=== Текст отрывка ===

Стоит особо подчеркнуть двойственный характер возникающей здесь проблемы человеческой индивидуальности. Реальный процесс возрастания «обобщенности», кооперированности социального действия и практическая необходимость в овладении всеобщими механизмами его осуществления определяют тот спектр жизненно важных задач, которые реализуются на пути приобщения индивида к объективно значимым — «субстанциальным» способам общественной жизнедеятельности. С этой точки зрения формирование человеческих качеств личности есть прежде всего присвоение максимально общих определений практической и теоретической деятельности. Так, не случайно усвоение различного рода знаний, языковых и культурных значений стало классической областью психологических исследований, посвященных онтогенетическому развитию индивида (Ж. Пиаже, Л. С. Выготский и др.), а формирование человеческого мировоззрения отождествлялось прежде всего с накоплением систематизированных научных знаний, в том числе универсальных категорий мышления. В этом ряду соответственно воспринимается и ставится проблема личности, индивидуальности: она рассматривается преимущественно с точки зрения субстанциализации индивида, становления «общественной сущности» человека в процессе воспитания и образования, в также в перспективе овладения всеобщими предметно-практическими и духовными образцами человеческой активности.

===

→ Условие задачи
Ответьте по тексту отрывка:
(а) Что стало классической областью психологических исследований онтогенетического развития индивида?
(б) С чем прежде всего отождествлялось формирование человеческого мировоззрения?
(в) Чем прежде всего является формирование человеческих качеств личности?
Список после текста для работы не понадобится.

=== Фрагмент источника ===

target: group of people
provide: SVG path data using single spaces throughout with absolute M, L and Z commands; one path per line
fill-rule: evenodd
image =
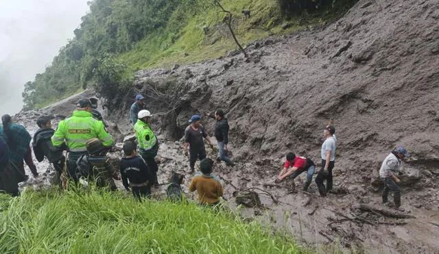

===

→ Решение задачи
(а) Усвоение различного рода знаний, языковых и культурных значений.
(б) С накоплением систематизированных научных знаний, в том числе универсальных категорий мышления.
(в) Присвоением максимально общих определений практической и теоретической деятельности.